§ **Set task**
Please express the material below as a JSON list of strings, one string per line, leaving out blank lines and the pictures.

Object detection data:
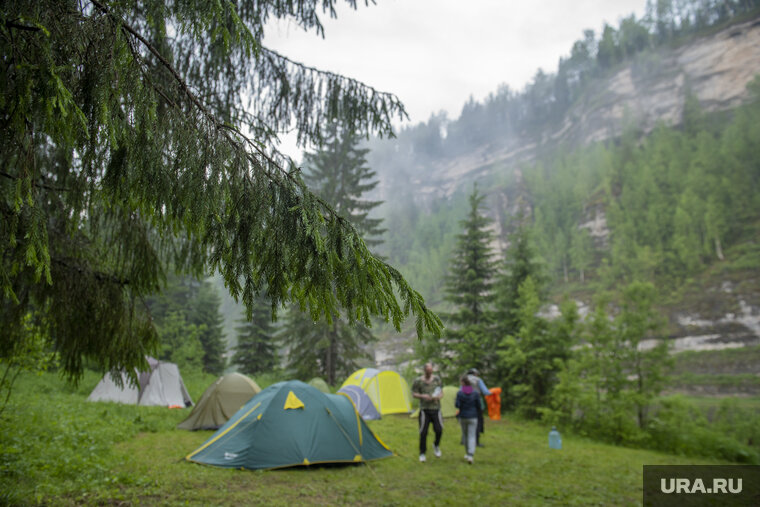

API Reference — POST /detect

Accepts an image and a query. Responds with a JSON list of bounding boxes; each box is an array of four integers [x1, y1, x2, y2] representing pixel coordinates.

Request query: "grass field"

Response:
[[0, 374, 732, 505]]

§ **Exercise response**
[
  "API Reference — POST /detect",
  "Accepts an image and a query. Responds with a JSON list of bounding boxes; each box is an array of four integers [x1, y1, x2, y2] representing pixel coordinates.",
  "Request query: \"grass field\"",
  "Response:",
  "[[0, 374, 732, 505]]"
]